=== Listed entries ===

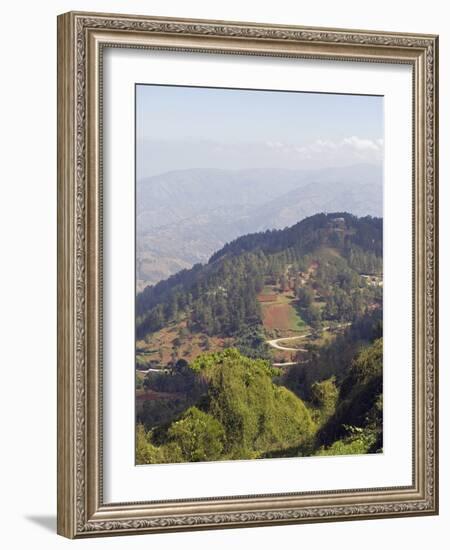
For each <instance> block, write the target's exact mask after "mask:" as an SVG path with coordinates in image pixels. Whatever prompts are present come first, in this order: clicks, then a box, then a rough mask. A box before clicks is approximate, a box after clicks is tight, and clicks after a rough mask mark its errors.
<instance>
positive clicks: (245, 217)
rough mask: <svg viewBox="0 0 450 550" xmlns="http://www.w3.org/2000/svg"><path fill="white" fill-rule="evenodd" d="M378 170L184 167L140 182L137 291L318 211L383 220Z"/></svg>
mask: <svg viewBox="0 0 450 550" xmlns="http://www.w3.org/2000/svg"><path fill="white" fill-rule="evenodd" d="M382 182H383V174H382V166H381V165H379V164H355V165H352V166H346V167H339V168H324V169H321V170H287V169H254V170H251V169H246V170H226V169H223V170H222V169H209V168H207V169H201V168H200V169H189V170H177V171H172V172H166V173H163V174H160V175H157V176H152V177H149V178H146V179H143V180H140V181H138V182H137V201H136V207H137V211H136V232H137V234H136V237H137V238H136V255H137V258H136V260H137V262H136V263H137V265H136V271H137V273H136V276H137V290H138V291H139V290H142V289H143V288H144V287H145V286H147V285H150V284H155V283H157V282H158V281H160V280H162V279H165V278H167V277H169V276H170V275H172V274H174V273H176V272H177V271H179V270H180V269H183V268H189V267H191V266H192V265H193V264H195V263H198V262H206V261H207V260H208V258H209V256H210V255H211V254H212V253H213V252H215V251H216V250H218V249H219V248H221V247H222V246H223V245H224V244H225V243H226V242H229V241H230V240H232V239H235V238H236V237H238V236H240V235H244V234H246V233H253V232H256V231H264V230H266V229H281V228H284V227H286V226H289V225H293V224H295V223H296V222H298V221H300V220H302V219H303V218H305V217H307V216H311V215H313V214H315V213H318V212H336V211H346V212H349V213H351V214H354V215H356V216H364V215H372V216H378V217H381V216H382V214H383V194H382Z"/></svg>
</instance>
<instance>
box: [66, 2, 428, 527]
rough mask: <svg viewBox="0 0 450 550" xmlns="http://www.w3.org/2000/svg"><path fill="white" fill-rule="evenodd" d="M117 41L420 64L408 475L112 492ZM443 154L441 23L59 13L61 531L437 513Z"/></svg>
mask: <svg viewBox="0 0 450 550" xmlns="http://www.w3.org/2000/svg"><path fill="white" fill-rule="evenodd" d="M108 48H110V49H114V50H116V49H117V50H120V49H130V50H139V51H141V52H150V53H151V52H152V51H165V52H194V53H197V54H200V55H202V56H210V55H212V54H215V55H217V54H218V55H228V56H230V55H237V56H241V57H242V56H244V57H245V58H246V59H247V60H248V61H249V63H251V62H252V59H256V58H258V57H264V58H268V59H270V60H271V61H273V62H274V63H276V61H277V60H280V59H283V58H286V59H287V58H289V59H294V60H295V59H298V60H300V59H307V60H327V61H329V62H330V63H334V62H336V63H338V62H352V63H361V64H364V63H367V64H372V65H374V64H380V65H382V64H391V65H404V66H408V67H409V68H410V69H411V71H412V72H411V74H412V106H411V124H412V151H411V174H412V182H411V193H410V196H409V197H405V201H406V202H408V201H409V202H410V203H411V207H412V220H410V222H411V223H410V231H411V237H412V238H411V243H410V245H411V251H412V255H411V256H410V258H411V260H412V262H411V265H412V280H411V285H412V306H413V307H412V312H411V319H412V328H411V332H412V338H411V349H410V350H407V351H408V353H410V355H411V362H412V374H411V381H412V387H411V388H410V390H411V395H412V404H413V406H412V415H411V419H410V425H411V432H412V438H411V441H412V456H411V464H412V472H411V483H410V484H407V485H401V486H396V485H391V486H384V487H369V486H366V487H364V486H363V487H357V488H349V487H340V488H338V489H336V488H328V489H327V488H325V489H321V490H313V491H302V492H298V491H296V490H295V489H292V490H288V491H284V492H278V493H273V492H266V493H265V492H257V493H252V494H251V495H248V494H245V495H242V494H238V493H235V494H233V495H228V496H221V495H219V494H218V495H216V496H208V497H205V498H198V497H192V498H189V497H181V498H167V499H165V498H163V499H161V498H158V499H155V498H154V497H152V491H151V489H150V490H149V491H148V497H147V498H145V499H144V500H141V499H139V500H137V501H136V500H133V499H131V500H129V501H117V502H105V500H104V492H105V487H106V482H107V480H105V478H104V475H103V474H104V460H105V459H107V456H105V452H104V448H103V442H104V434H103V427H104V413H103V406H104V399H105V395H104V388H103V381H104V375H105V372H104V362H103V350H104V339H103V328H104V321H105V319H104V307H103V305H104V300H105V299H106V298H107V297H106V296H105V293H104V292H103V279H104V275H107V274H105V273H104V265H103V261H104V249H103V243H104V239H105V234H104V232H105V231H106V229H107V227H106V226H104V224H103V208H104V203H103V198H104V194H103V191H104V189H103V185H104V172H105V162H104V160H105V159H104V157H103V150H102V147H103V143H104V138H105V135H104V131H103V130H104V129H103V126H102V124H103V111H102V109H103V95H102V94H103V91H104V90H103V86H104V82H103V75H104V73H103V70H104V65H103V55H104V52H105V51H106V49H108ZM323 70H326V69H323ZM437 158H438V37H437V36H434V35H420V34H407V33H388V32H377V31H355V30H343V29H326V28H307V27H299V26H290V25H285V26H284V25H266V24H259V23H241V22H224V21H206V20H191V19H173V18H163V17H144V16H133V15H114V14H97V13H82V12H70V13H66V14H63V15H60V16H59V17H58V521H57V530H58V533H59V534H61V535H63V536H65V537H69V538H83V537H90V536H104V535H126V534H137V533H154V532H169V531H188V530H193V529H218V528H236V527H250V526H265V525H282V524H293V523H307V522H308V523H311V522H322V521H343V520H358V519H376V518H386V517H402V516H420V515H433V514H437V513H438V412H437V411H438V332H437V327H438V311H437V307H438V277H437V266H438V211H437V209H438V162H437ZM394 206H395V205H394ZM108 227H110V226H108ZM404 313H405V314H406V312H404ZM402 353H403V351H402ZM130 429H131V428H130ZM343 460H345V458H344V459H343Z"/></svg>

===
=== Listed entries ===

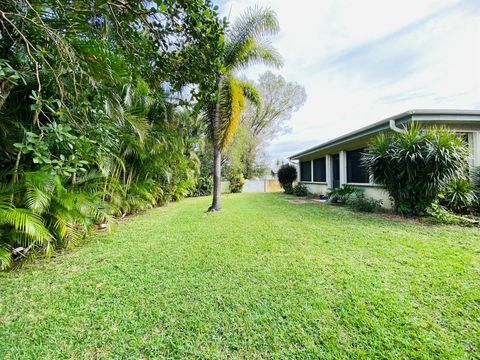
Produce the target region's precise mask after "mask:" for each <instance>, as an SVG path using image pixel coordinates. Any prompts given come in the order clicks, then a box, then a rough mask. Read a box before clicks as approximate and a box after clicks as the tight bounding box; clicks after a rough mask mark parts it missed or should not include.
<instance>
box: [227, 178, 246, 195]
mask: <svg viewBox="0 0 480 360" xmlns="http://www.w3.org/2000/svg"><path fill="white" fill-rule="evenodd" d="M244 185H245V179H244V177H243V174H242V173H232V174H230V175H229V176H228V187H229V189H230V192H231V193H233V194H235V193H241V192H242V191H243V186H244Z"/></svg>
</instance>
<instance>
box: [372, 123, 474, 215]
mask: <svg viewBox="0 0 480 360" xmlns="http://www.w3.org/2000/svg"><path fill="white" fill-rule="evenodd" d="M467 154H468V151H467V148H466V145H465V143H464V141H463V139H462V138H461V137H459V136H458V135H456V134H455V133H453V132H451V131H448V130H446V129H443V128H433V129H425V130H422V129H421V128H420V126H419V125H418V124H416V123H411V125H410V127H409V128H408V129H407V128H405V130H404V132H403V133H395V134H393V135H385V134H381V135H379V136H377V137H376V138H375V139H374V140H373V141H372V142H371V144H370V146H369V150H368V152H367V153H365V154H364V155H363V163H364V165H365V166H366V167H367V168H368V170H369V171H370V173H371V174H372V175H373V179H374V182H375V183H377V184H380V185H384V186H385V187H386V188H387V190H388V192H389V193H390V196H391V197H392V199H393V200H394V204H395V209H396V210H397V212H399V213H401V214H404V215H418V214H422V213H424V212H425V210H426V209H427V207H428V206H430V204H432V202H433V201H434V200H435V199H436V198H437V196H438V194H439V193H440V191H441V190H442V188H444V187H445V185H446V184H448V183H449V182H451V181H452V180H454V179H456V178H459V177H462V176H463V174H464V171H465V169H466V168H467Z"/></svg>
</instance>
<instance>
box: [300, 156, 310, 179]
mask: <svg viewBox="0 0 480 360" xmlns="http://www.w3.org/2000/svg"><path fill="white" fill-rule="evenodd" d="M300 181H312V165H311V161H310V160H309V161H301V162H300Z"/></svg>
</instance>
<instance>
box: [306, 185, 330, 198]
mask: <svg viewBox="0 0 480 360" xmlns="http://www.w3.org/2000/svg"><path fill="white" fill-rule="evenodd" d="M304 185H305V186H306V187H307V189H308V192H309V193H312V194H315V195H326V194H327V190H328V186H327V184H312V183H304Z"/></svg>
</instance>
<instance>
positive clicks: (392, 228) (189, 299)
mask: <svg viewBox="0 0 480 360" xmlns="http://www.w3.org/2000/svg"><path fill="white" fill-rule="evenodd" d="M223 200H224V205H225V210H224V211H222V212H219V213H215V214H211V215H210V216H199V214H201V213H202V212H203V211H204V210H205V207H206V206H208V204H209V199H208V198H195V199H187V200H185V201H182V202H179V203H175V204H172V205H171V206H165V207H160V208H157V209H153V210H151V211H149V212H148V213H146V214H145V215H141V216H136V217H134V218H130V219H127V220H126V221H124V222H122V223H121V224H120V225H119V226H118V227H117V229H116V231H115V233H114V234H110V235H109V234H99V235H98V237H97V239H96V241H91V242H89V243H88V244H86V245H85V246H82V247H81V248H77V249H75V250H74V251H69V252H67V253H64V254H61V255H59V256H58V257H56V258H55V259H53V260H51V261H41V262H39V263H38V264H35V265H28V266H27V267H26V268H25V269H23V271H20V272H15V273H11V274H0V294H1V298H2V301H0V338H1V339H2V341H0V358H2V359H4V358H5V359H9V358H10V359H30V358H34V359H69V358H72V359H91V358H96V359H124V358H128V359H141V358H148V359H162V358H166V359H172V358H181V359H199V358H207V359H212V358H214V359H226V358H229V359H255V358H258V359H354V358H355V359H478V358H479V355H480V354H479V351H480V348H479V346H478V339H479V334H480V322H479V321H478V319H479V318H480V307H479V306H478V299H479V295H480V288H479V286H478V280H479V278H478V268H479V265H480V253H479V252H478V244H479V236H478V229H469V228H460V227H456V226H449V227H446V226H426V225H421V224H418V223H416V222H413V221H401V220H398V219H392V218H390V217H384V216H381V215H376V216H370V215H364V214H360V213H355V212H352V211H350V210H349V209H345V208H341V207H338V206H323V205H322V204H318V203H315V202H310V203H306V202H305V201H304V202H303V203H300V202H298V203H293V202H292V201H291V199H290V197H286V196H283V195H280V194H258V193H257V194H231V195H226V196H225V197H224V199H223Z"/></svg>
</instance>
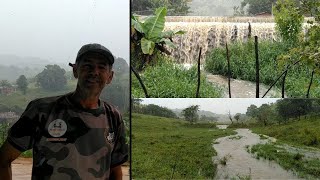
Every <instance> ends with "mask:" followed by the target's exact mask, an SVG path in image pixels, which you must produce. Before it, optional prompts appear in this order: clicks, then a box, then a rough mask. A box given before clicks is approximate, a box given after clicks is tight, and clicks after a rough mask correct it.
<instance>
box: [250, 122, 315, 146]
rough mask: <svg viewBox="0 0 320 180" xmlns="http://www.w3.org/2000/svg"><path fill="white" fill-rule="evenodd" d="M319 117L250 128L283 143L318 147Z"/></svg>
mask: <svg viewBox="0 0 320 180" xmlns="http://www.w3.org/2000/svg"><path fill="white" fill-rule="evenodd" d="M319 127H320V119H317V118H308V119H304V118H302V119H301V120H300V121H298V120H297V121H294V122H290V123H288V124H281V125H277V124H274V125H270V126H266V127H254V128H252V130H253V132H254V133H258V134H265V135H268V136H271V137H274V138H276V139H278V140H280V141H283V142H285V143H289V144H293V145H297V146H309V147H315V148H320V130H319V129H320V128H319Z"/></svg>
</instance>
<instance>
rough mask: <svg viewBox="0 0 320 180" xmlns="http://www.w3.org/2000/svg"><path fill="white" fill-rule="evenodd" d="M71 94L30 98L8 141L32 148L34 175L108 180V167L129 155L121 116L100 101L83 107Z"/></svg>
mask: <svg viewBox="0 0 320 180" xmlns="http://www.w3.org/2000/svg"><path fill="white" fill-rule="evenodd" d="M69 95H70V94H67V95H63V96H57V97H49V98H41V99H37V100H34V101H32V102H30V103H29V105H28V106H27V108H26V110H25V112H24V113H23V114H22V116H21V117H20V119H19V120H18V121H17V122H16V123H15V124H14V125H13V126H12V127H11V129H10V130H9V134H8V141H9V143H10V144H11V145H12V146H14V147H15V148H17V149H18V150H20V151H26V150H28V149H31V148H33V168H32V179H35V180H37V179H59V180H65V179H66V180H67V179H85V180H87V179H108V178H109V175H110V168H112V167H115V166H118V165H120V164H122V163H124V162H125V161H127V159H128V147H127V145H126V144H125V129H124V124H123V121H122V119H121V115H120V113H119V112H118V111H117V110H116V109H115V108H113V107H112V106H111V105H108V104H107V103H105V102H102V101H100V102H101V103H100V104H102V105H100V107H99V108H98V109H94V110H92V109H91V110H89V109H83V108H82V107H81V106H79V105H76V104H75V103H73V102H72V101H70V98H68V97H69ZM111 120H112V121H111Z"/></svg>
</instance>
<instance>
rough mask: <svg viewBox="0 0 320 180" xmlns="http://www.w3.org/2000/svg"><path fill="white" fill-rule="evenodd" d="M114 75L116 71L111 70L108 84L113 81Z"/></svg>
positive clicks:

===
=== Listed entries ===

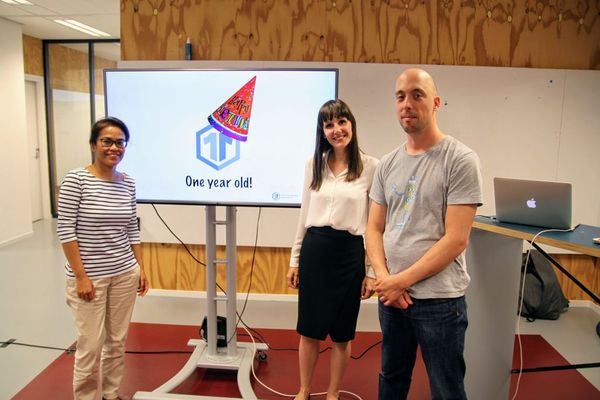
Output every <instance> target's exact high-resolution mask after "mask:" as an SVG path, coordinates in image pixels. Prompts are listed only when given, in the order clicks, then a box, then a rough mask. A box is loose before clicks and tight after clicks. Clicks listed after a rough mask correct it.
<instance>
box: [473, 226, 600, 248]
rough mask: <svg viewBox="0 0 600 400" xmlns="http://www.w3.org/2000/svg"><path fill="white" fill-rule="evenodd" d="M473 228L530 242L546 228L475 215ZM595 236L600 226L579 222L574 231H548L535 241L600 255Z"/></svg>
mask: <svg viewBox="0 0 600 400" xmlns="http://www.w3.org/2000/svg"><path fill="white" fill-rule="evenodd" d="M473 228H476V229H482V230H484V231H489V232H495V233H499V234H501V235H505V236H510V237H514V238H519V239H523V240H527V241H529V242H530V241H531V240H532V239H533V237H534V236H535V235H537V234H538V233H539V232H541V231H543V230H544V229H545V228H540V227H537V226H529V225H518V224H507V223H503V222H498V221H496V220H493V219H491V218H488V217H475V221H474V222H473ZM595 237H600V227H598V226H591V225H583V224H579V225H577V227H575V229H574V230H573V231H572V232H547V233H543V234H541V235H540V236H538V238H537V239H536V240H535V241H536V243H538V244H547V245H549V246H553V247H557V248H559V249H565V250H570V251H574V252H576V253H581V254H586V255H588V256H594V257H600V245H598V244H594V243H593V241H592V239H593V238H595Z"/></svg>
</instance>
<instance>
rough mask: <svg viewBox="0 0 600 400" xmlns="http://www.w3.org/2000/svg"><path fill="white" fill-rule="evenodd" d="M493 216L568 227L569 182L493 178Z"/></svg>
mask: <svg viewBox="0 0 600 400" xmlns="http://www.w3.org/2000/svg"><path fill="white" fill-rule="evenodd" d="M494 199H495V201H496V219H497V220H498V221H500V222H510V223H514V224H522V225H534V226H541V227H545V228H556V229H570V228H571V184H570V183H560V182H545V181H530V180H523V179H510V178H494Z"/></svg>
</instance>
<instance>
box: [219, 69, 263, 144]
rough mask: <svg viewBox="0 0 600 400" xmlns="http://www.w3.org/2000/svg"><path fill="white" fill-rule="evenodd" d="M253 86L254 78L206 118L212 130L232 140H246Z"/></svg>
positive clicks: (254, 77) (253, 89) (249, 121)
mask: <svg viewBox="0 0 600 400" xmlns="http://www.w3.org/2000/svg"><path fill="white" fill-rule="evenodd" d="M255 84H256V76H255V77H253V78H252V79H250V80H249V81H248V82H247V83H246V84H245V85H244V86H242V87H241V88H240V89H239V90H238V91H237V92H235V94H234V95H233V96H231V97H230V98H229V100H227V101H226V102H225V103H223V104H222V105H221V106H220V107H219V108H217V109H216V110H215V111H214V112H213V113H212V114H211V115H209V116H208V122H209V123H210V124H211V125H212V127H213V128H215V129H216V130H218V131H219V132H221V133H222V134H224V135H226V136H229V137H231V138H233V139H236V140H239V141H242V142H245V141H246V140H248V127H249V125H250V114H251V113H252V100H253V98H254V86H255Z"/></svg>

===

Assigned task:
A line belongs in the answer if it contains the word "image"; copy every such line from the data above.

Expected answer:
For each <instance> block, write the target's exact mask after "mask:" as an SVG path with coordinates in image pixels. Whatever prompts are present come first, in this order: clicks, then a box, then a rough mask. A box before clicks is approximate, a box after clicks is tight, and clicks after a rough mask mark its errors.
Produce the target region's precise mask after "mask:" for each <instance>, as an SVG path using image pixel coordinates. Any prompts given come in the order clicks, then a box, then a rough mask. Read a box before clicks as approximate and a box after clicks as the tight bounding box; clicks after a rough mask mark parts it missed or should not include.
Every <instance> ends with "mask:" followed by the target's exact mask, an SVG path in image pixels, which you must produce. Before it, optional prompts appear in this order: clicks, then a box, then a rough mask. A box given before clicks is approximate, a box given after clicks is tight, and clicks after a rough mask correct it.
Output every <instance> target's exact high-resolution mask after "mask:" as an SVG path, coordinates in image pixels. Prompts are listed only when given, in the order clicks, then a box, then a rough mask. A box is loose before clicks and tight after clicks. Clicks listed after a rough mask correct it.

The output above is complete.